Provided text ::
Start

Friday, October 21, 2022

The "Project"

I have had, let me say, not the most stellar of weeks.

Work presented a constellation of glorious delights, from what appeared to be a simple set of documents to work with turning into a festival of requirement that is yet to be untangled. And I've *not* been busy, because the untangling involves other people who're more occupied with other things.

Free time, ironically, is short. We're as yet untangled from some volunteer positions, meaning nights and most Saturdays are not our own.

I'm supposed to be teaching a class. And putting up tile in a bathroom. And doing a constellation of other little needful things that need to happen before winter sets in in earnest.

And my days are swiss cheesed. No long blocks of time to dedicate to any particular thing, and some of these things take some time for dedication. I thought I had some time last weekend to get a chore done that I was actually looking forward to, but was called into the house five minutes after I'd started it to work on something else that needed to be done.

Then I asked my wife what she would like for Christmas. And got the reply that since the only thing she got from the desire for a recliner on Mother's Day was an invitation to go shopping for one, she held no high hopes for wishes.

End

Written tasks ::
A. Answer these from the blog post:
(i) What is the writer supposed to be putting up in a bathroom?
(ii) What keeps nights and most Saturdays from being the writer's own?
(iii) What was the only thing the writer's wife got from her wish for a recliner on Mother's Day?
B. Scale the entries from the line containing "Indicate the ear" through the line containing "(780, 1328)". Reproduce every line, with each answer coordinate multiplied by 1.5 and rounded to a whole number, halves rounded up.

Source material ::
Start

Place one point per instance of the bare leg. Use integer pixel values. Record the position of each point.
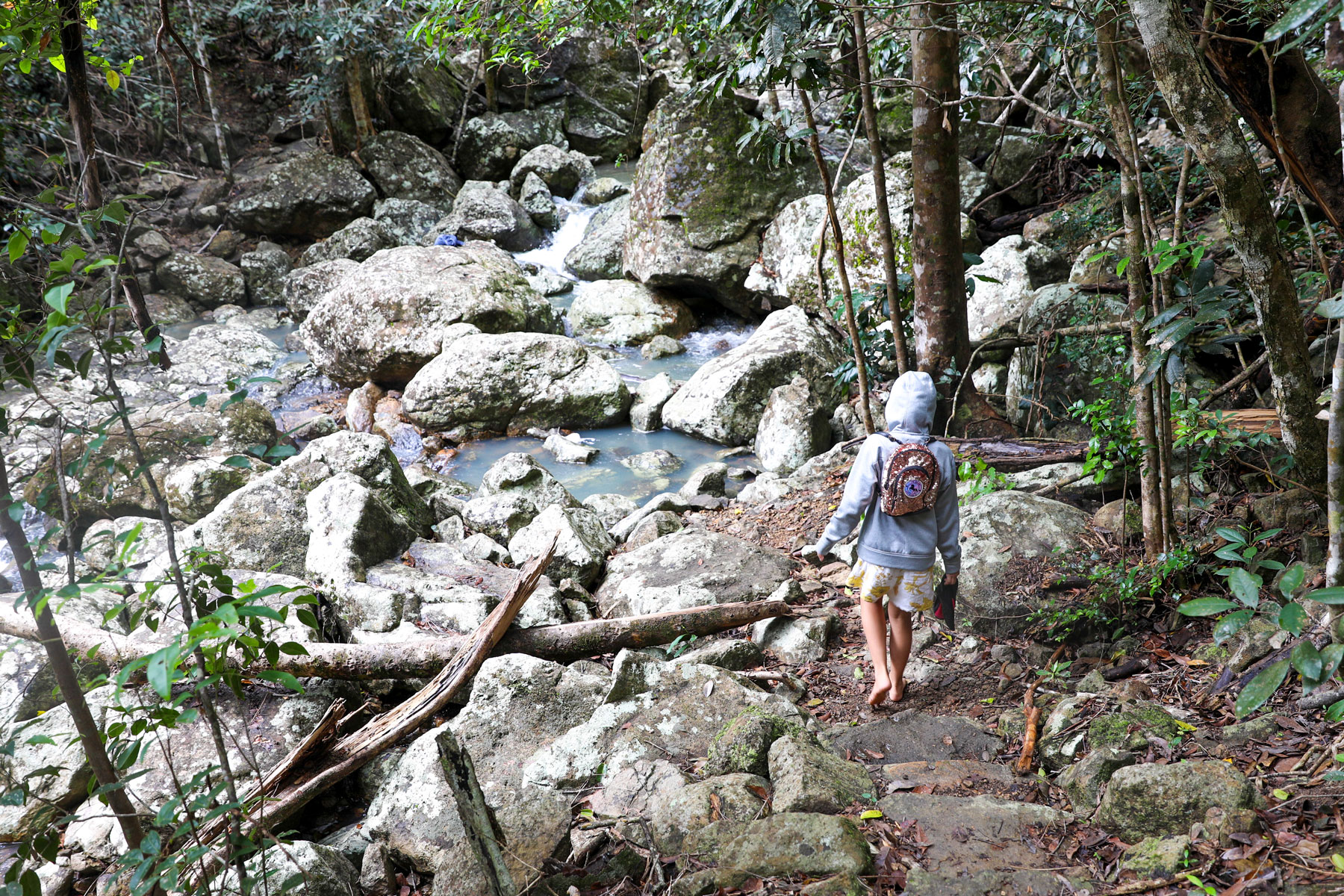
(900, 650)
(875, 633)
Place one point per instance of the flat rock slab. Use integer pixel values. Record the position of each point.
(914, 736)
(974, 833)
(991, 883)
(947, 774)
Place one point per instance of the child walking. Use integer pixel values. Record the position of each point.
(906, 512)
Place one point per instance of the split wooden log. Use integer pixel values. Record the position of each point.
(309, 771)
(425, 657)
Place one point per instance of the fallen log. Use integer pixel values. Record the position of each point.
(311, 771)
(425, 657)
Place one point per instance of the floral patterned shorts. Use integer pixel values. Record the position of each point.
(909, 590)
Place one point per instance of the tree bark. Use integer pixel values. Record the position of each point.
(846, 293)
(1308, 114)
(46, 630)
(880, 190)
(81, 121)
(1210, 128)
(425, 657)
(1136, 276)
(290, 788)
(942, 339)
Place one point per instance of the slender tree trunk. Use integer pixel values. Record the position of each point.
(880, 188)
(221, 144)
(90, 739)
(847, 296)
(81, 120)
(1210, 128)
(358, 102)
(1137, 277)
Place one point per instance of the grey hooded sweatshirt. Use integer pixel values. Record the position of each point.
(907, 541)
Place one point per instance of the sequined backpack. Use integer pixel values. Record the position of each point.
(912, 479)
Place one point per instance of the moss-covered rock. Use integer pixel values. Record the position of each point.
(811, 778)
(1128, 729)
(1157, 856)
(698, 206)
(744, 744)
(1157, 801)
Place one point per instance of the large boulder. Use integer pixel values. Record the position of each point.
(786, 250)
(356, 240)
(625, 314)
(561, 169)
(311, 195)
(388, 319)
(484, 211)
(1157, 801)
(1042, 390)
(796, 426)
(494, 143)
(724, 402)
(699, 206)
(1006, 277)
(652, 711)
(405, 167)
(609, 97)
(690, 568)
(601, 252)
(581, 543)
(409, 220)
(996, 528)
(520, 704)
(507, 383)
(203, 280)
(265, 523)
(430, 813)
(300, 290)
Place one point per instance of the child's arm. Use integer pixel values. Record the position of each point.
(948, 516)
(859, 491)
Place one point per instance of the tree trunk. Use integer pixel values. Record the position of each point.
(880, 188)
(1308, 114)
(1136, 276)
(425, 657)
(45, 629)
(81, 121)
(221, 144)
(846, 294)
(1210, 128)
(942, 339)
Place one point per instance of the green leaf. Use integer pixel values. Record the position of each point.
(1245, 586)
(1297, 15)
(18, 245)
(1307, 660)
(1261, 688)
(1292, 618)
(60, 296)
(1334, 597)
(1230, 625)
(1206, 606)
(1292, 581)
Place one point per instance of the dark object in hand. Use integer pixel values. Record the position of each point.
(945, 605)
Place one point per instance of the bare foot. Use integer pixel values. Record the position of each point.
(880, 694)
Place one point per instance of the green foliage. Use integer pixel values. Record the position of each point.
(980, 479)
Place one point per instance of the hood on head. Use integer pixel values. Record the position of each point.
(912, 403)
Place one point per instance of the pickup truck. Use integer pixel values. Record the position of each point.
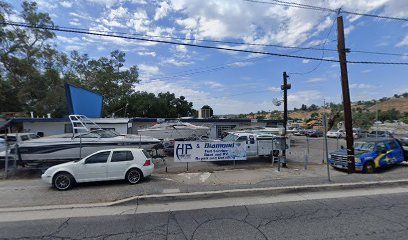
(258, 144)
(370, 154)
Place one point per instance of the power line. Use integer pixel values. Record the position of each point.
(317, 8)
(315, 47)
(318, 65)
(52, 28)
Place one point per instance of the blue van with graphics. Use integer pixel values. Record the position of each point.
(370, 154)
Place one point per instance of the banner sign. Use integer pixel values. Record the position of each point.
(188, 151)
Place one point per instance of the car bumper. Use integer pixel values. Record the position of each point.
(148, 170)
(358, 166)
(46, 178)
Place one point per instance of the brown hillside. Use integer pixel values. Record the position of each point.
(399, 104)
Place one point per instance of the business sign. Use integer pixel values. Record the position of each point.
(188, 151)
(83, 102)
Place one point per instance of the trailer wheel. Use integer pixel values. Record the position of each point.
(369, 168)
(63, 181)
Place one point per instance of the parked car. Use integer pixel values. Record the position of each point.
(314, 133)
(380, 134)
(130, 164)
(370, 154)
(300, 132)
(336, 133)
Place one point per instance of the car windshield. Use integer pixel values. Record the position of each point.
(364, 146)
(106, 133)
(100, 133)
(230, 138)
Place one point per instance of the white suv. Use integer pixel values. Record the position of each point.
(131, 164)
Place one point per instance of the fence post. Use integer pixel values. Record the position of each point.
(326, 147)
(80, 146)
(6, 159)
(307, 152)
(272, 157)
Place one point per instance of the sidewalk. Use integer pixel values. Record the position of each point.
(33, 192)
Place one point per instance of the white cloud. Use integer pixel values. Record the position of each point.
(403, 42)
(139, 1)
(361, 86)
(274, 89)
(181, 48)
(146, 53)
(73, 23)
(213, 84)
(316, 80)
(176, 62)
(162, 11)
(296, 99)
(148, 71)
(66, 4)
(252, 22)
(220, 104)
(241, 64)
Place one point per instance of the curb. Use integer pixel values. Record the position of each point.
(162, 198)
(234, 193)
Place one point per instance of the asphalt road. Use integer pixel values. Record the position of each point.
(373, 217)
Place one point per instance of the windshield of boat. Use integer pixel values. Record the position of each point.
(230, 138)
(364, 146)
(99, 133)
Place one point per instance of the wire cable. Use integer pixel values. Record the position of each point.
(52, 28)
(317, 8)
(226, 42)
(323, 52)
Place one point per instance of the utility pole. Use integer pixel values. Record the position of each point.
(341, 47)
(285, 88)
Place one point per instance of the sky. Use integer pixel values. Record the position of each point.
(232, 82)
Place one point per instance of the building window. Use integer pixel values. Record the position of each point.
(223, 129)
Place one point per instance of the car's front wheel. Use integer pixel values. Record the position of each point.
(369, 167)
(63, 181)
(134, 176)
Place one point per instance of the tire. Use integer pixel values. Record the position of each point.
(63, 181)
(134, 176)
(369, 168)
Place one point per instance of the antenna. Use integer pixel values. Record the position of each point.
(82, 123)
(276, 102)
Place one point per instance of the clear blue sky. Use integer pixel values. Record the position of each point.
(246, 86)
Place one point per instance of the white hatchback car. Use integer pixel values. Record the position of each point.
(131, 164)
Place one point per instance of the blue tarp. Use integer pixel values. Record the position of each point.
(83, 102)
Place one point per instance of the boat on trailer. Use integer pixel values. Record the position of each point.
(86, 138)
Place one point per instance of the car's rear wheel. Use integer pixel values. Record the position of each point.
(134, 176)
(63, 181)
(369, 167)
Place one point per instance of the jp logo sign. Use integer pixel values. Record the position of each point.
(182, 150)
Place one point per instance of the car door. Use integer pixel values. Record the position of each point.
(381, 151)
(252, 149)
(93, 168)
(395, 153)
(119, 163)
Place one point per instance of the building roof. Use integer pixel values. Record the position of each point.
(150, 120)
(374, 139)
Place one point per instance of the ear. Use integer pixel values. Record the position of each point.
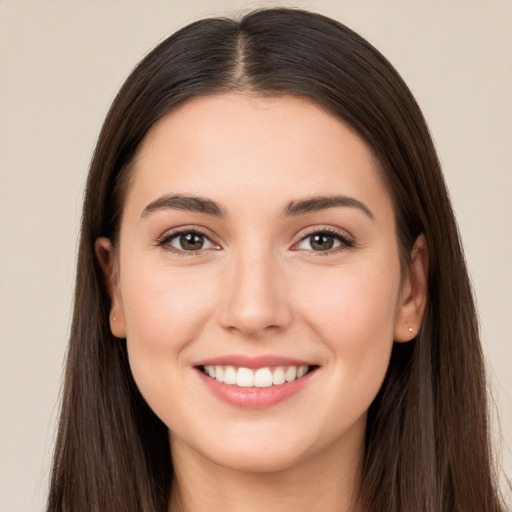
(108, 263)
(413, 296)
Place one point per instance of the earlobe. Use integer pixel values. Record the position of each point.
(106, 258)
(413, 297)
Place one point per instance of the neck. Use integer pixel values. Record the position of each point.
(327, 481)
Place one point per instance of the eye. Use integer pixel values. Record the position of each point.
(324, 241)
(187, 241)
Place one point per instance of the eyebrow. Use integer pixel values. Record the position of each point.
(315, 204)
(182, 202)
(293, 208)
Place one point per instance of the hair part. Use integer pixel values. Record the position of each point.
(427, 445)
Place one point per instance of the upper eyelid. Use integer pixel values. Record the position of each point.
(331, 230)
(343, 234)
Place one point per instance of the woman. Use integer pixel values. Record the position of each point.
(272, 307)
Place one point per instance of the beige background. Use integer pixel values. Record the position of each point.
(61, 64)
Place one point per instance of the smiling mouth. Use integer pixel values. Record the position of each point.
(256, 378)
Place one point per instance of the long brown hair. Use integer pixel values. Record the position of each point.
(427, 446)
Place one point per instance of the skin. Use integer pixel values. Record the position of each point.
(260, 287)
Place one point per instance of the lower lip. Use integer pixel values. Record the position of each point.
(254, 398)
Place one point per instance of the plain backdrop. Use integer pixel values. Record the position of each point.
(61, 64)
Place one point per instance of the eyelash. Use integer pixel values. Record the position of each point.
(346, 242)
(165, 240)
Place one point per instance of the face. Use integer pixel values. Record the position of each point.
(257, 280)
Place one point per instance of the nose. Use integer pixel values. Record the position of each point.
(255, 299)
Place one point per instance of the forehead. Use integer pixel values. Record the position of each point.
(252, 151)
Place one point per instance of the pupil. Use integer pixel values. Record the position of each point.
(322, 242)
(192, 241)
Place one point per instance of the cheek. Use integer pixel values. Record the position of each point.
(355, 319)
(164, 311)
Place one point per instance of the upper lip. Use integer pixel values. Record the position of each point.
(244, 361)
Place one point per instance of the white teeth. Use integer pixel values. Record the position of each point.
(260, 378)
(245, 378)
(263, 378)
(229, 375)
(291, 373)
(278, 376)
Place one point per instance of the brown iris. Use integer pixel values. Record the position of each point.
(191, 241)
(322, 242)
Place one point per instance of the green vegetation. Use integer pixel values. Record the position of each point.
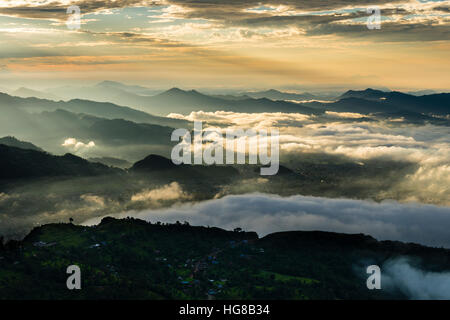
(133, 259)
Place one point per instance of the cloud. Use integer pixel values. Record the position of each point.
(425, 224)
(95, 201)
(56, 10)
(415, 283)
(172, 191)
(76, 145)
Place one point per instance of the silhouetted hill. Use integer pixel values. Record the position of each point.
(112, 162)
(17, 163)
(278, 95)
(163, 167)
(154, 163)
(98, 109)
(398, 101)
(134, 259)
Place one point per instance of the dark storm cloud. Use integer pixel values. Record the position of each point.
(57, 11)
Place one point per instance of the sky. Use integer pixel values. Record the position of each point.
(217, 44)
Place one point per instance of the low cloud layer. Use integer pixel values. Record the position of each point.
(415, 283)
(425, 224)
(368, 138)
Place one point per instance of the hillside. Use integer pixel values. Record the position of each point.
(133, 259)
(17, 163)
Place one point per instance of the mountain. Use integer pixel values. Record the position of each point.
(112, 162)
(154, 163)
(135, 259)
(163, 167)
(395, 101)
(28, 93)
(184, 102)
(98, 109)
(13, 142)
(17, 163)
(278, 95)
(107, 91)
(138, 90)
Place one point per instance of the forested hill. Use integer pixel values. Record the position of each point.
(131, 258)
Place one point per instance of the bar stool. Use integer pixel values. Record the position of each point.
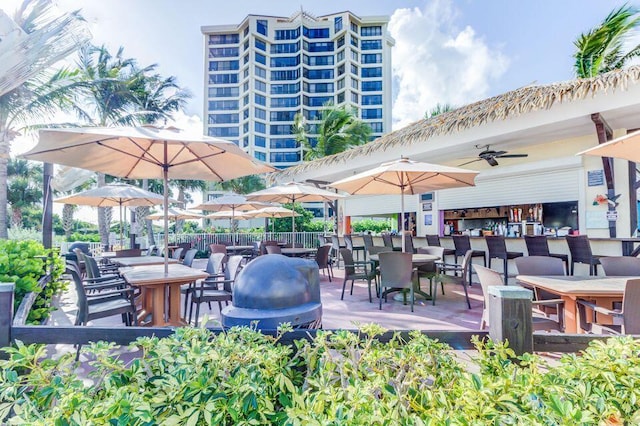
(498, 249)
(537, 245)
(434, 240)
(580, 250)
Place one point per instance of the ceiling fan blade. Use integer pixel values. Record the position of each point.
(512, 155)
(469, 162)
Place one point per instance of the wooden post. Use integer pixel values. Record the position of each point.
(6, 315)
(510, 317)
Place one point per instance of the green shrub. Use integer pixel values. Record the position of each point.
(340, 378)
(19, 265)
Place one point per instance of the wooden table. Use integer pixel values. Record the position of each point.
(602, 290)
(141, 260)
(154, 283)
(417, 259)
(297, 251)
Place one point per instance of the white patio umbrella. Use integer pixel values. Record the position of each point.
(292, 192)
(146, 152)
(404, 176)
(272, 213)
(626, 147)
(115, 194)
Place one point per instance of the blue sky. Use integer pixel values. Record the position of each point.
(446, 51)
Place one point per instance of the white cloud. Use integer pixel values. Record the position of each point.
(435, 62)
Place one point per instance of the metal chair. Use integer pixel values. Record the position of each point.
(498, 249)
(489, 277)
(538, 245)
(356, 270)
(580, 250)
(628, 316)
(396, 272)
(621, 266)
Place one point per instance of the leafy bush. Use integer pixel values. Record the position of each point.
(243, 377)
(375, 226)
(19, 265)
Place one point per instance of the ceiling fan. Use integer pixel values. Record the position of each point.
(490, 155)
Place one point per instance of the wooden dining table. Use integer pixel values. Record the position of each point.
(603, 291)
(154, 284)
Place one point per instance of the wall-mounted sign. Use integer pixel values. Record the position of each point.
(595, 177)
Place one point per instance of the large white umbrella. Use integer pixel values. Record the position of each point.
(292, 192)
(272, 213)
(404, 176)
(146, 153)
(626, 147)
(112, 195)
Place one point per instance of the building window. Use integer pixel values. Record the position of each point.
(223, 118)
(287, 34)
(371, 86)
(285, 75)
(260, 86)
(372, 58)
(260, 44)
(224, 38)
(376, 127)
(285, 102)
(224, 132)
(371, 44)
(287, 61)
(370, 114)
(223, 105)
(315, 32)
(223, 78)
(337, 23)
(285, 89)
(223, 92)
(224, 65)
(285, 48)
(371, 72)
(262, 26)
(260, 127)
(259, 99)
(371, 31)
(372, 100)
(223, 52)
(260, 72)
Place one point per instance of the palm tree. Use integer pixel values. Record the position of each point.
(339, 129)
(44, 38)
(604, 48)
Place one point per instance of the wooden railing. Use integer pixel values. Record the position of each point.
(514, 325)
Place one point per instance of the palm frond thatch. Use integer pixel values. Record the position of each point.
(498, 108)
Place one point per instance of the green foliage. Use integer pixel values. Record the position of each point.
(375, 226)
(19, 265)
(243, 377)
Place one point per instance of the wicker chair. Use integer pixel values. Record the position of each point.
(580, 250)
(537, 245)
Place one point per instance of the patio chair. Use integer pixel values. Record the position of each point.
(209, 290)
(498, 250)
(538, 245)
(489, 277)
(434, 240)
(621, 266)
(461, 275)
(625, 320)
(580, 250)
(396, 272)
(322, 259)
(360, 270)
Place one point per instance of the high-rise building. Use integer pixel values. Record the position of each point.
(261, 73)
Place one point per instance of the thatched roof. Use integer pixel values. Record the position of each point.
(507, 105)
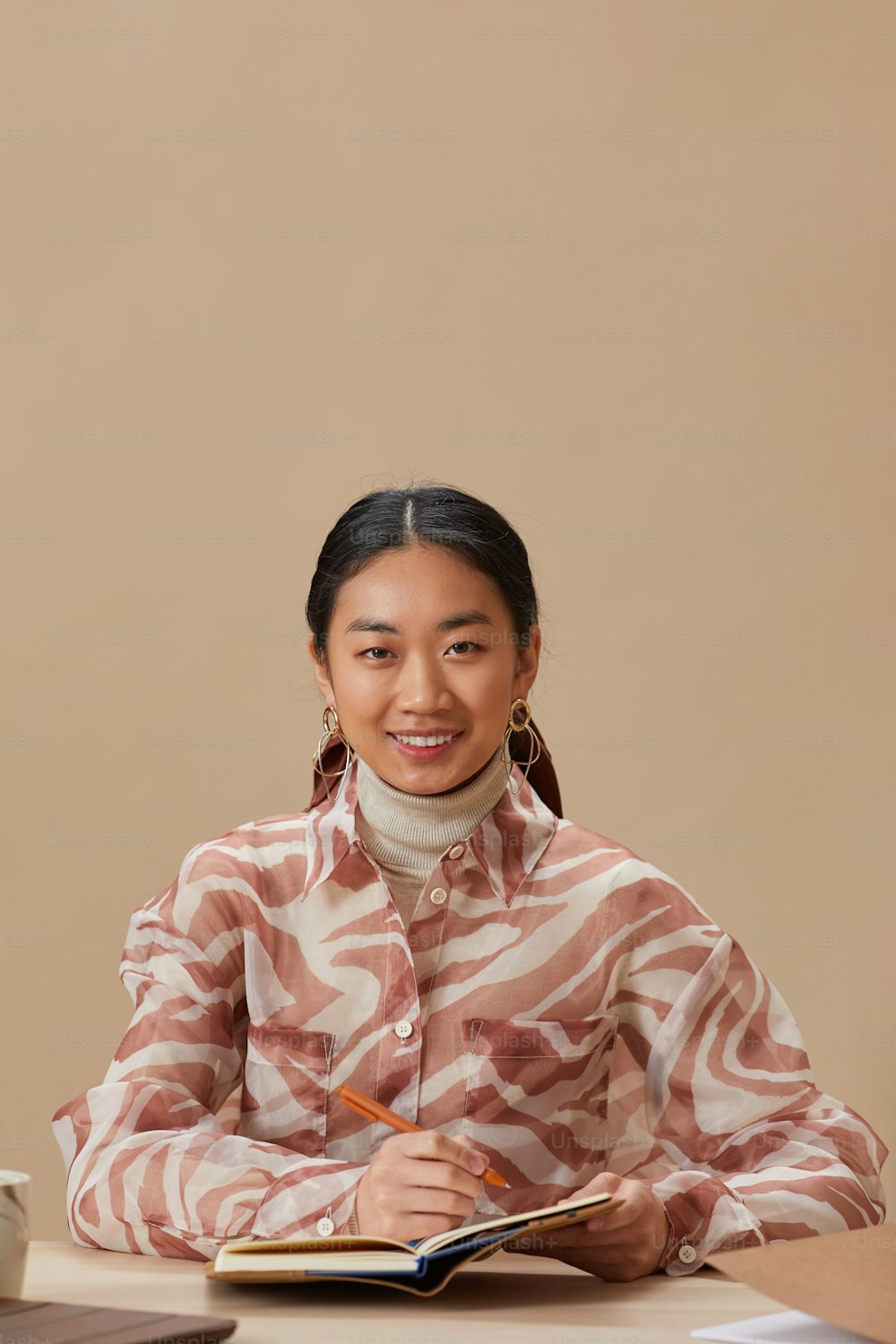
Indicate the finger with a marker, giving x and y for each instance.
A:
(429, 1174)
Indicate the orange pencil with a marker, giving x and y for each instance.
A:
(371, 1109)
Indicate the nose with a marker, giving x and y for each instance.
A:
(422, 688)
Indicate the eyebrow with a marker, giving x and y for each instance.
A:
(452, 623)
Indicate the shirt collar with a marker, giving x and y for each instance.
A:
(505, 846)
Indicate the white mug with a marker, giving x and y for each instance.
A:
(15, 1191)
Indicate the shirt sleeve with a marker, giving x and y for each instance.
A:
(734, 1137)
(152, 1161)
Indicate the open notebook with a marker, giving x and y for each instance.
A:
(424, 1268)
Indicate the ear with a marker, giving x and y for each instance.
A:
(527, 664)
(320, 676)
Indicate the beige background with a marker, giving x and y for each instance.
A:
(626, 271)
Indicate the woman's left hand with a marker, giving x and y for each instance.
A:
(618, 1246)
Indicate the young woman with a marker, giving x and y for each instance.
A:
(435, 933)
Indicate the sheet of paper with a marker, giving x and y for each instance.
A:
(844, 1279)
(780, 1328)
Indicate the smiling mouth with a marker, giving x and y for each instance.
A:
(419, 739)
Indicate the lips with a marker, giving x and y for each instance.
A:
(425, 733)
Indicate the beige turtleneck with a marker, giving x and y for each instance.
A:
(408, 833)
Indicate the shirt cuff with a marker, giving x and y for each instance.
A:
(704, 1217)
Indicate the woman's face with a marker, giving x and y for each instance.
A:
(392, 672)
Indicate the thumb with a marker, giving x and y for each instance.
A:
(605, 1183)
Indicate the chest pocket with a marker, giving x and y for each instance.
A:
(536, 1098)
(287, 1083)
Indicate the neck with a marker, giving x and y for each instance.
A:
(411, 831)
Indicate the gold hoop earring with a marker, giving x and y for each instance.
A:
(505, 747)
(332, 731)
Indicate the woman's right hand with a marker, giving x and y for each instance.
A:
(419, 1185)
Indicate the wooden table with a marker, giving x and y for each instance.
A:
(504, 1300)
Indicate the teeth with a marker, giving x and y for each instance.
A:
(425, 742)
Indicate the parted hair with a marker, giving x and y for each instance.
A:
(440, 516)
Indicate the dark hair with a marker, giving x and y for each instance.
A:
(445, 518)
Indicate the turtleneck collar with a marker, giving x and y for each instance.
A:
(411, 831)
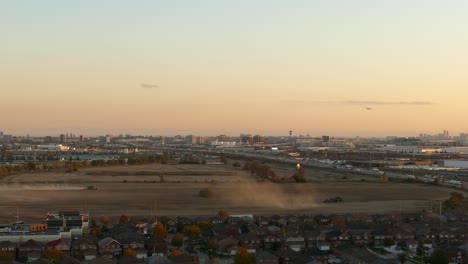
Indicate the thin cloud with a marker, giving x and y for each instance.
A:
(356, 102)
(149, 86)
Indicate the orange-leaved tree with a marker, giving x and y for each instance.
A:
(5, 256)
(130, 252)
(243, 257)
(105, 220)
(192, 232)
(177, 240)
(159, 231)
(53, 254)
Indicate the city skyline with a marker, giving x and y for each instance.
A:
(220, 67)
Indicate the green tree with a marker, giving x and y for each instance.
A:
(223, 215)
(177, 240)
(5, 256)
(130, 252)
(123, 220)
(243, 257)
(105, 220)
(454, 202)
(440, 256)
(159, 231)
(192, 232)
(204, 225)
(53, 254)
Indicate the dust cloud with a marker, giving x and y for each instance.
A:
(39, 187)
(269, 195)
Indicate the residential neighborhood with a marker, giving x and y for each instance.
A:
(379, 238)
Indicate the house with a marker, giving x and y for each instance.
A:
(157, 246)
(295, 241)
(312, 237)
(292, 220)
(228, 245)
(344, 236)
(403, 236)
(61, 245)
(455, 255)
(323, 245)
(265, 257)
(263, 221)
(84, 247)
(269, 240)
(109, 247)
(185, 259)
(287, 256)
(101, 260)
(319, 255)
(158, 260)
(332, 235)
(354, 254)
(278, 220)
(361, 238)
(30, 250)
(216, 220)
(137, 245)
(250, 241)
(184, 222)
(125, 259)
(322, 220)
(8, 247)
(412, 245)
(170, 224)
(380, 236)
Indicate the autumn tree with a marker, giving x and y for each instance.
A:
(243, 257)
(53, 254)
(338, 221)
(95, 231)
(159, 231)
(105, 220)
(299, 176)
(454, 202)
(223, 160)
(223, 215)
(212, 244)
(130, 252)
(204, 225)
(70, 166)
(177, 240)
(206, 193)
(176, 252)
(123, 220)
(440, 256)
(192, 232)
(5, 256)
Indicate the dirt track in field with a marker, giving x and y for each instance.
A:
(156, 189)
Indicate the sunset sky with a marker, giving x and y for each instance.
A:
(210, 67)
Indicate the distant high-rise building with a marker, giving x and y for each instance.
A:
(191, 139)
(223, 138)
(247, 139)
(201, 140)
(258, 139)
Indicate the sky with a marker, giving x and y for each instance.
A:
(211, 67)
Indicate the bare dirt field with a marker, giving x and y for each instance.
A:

End

Written responses ::
A.
(i) Tile.
(ii) Volunteer positions they are not yet untangled from.
(iii) An invitation to go shopping for one.

B.
Indicate the ear with a marker, giving x and y for each instance.
A:
(791, 996)
(480, 1014)
Indicate the beige background with a marker, giving x and y for each instance.
A:
(939, 407)
Indicate the woman's left hand with a marker, giving x and y for each instance.
A:
(927, 1869)
Indicate the young woman with a marker, giving x and y for each instance.
A:
(653, 1400)
Indicate the sheet of paper with a marker, giving x and y for each instance.
A:
(1266, 1919)
(1170, 1992)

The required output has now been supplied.